What is asked:
Copy the post below about writing bad stories word for word, from "The first one" to "giant run-on sentences.".

Source passage:
Pursuant to my ongoing ADHD med journey, I believe... and I could still be struck down for my hubris in saying so... but I believe I have unlocked two of the most important skills a writer can have:

1. Sitting down and writing a really bad story any time I want.
2. Editing.
The first one is mostly what I have been doing with myself this week: writing bad stories. I'm not setting out to make them bad. Just not making "not bad" a requirement of the process. Using random prompts and following random rules so that I always have an idea what comes next.
Yesterday my main random story project for the day worked like this:

1. Random first line from internet.
2. Make a list of 2d6 things that happen in the story while the stakes are rising towards a climax
3. Add 2d4 more things from the climax to the conclusion.
4. Write that.
My original rule for number 2 was that *each thing* had to raise the stakes, but that proved cumbersome to actually do in practice, and led to me stretching the definition of "things" so that some of my outlined events were giant run-on sentences.

Data supplied:
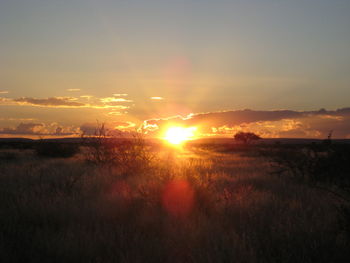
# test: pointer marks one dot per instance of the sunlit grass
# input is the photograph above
(178, 135)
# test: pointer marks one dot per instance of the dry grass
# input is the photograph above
(197, 206)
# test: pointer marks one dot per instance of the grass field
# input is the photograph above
(197, 204)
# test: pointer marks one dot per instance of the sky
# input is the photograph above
(64, 65)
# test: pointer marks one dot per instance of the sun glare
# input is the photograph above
(178, 135)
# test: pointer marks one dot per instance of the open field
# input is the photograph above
(194, 204)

Expected answer:
The first one is mostly what I have been doing with myself this week: writing bad stories. I'm not setting out to make them bad. Just not making "not bad" a requirement of the process. Using random prompts and following random rules so that I always have an idea what comes next.
Yesterday my main random story project for the day worked like this:

1. Random first line from internet.
2. Make a list of 2d6 things that happen in the story while the stakes are rising towards a climax
3. Add 2d4 more things from the climax to the conclusion.
4. Write that.
My original rule for number 2 was that *each thing* had to raise the stakes, but that proved cumbersome to actually do in practice, and led to me stretching the definition of "things" so that some of my outlined events were giant run-on sentences.